* _EXERCISE GOAL_
Can you reproduce every one of the items below word for word, keeping each line as it stands?
※ ※ ※
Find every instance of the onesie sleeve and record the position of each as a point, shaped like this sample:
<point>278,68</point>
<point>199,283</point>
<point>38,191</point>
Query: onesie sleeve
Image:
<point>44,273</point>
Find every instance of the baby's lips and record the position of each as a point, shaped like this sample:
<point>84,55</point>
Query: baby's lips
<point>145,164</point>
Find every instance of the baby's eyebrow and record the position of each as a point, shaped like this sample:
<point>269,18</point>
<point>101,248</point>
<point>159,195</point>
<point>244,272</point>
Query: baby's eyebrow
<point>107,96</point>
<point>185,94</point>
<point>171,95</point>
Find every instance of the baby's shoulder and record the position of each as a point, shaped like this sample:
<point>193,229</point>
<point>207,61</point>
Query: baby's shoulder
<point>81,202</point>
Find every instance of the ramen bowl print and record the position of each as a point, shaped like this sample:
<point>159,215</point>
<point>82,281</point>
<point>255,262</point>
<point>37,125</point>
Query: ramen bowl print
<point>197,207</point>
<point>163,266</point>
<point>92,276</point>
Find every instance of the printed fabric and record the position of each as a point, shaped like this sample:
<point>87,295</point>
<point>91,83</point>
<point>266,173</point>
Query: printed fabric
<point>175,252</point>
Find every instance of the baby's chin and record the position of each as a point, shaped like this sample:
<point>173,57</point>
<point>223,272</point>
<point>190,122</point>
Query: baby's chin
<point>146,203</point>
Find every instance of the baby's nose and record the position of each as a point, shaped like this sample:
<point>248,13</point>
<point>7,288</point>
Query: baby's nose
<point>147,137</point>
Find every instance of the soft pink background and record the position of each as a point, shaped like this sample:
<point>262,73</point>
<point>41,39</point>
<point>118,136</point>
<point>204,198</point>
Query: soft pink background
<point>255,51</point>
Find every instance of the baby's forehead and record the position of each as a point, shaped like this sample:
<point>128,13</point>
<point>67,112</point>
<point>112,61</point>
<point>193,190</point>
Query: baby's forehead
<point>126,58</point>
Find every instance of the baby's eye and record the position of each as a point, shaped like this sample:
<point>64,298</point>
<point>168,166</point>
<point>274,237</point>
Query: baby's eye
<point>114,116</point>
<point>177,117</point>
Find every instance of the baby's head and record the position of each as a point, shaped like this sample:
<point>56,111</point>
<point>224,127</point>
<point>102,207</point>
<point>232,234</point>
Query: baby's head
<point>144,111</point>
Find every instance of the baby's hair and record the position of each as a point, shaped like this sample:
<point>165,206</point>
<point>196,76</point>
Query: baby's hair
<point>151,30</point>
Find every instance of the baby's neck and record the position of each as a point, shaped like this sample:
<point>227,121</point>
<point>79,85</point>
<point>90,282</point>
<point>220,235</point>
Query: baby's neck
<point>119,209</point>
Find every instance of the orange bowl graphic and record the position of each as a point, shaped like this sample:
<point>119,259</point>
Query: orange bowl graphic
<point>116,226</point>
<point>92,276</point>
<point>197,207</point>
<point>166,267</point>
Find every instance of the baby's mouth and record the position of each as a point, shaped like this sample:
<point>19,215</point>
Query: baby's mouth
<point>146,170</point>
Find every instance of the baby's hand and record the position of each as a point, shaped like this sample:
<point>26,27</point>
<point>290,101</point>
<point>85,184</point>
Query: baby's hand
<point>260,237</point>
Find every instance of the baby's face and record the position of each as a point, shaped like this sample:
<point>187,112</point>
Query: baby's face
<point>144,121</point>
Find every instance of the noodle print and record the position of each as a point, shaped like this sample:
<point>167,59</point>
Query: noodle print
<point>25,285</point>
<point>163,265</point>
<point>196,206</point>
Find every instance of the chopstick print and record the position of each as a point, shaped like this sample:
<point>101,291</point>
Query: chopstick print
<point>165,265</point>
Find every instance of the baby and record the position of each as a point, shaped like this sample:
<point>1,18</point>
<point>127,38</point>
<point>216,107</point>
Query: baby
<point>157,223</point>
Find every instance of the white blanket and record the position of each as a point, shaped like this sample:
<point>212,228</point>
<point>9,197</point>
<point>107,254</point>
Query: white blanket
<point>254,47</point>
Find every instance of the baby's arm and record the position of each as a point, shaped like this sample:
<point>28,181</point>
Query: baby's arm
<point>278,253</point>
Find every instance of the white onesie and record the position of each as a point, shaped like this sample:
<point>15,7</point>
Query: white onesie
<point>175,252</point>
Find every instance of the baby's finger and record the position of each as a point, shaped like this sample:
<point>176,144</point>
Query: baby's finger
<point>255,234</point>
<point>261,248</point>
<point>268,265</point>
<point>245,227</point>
※ ※ ※
* _TASK RESULT_
Find every instance of the onesie sleeve and record the position of each as a point, shaped like this sample:
<point>278,68</point>
<point>199,283</point>
<point>38,191</point>
Query: onesie sleeve
Image:
<point>44,273</point>
Find every instance of the baby's lips and record the position of each as a point, shaped like this sample:
<point>84,55</point>
Query: baby's lips
<point>145,164</point>
Find every instance of the baby's eyebrow and record the position of each as a point, shaped like this sample:
<point>269,18</point>
<point>101,248</point>
<point>159,195</point>
<point>244,272</point>
Query: baby's eyebrow
<point>107,96</point>
<point>185,94</point>
<point>171,95</point>
Find every instance of the baby's shoulder and record the position of each as a point, shaped like this sample:
<point>193,229</point>
<point>207,61</point>
Query: baby's shoulder
<point>81,202</point>
Find every instance of the ramen bowl print and record the position of each as a point, shaped like this sample:
<point>159,215</point>
<point>82,281</point>
<point>255,262</point>
<point>37,125</point>
Query: ramen bowl print
<point>197,207</point>
<point>163,266</point>
<point>92,276</point>
Find every instance of the printed fabric and record the position of each as a point, shaped like this sample:
<point>87,295</point>
<point>91,83</point>
<point>266,173</point>
Query: printed fabric
<point>175,252</point>
Find every instance of the baby's chin and record the position of each as a point, shaped like this sample:
<point>173,57</point>
<point>223,272</point>
<point>190,122</point>
Query: baby's chin
<point>146,203</point>
Find every instance of the baby's nose and record the position of each as a point, shaped like this sample:
<point>248,13</point>
<point>7,288</point>
Query: baby's nose
<point>147,137</point>
Find every instance of the soft pink background and record the position of each as a point, shaped like this sample:
<point>262,73</point>
<point>41,39</point>
<point>118,136</point>
<point>204,198</point>
Query: soft pink background
<point>255,51</point>
Find every instance of the baby's forehead and record the position of each as a point, shaped like this sample:
<point>128,13</point>
<point>67,112</point>
<point>112,61</point>
<point>193,190</point>
Query: baby's forehead
<point>126,58</point>
Find every instance of the baby's eye and record the position of each as a point, shaped like this sample:
<point>64,298</point>
<point>168,166</point>
<point>274,237</point>
Query: baby's eye
<point>114,116</point>
<point>177,117</point>
Find every instance of the baby's head and record the position of each as a point, shaped like this sample:
<point>56,111</point>
<point>224,127</point>
<point>102,207</point>
<point>232,234</point>
Query: baby's head
<point>144,111</point>
Find every instance of the baby's hair and record the position of each as a point, shaped like this sample:
<point>165,206</point>
<point>196,76</point>
Query: baby's hair
<point>151,30</point>
Find every instance of the baby's neck and record the position of each as a point, shaped like this sample:
<point>227,121</point>
<point>79,85</point>
<point>90,282</point>
<point>220,235</point>
Query: baby's neck
<point>119,209</point>
Find every instance of the orange bowl graphic and record the position of each as a point, shaped like this sample:
<point>119,259</point>
Query: orange bowl graphic
<point>116,226</point>
<point>92,276</point>
<point>197,207</point>
<point>166,267</point>
Find every instance of the baby's mouth and record the position of each as a point, shaped like this sample:
<point>19,215</point>
Query: baby's mouth
<point>146,170</point>
Find every instance of the baby's hand and record the position of each as a point, shaped like this sample:
<point>26,27</point>
<point>290,101</point>
<point>85,184</point>
Query: baby's hand
<point>260,237</point>
Find every instance of the baby's face and record the position of each as a point, shaped like this sample:
<point>187,112</point>
Query: baby's face
<point>144,121</point>
Find every instance of the noodle print and record the position of each as a point, shaped like this sample:
<point>167,59</point>
Query: noodle print
<point>25,285</point>
<point>163,265</point>
<point>196,206</point>
Find every instance of the chopstick print and record the position of each as a point, shaped like this sample:
<point>101,291</point>
Query: chopstick print
<point>165,265</point>
Find every instance of the baby and record the position of each as a point, shaped like this sample:
<point>1,18</point>
<point>127,38</point>
<point>216,107</point>
Query: baby
<point>157,223</point>
Find every instance of the white blanket and record the position of each as a point, shaped like this sample:
<point>212,228</point>
<point>9,197</point>
<point>107,254</point>
Query: white blanket
<point>254,47</point>
Find every instance of the baby's arm and record the position of each as a point, shaped like this sample:
<point>28,181</point>
Query: baby's arm
<point>278,253</point>
Find every instance of the white onesie and record the position of each as a point, shaped like this sample:
<point>15,7</point>
Query: white onesie
<point>175,252</point>
Find every instance of the baby's finger and record the position of each as a point, shaped like this sample:
<point>176,144</point>
Query: baby's finger
<point>255,234</point>
<point>261,248</point>
<point>268,265</point>
<point>245,227</point>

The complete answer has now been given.